### Task to carry out
Can you put each line of the records below into a Markdown table with two columns, Row for the row number and Line for the line, and leave out any blank lines?

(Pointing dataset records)
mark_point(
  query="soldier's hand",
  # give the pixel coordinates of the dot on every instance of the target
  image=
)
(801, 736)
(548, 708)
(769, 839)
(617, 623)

### Right answer
| Row | Line |
|---|---|
| 1 | mark_point( |
| 2 |   query="soldier's hand", |
| 3 |   # give the pixel coordinates of the dot on every instance of the target |
| 4 |   image= |
| 5 | ) |
| 6 | (801, 736) |
| 7 | (548, 708) |
| 8 | (769, 839) |
| 9 | (617, 623) |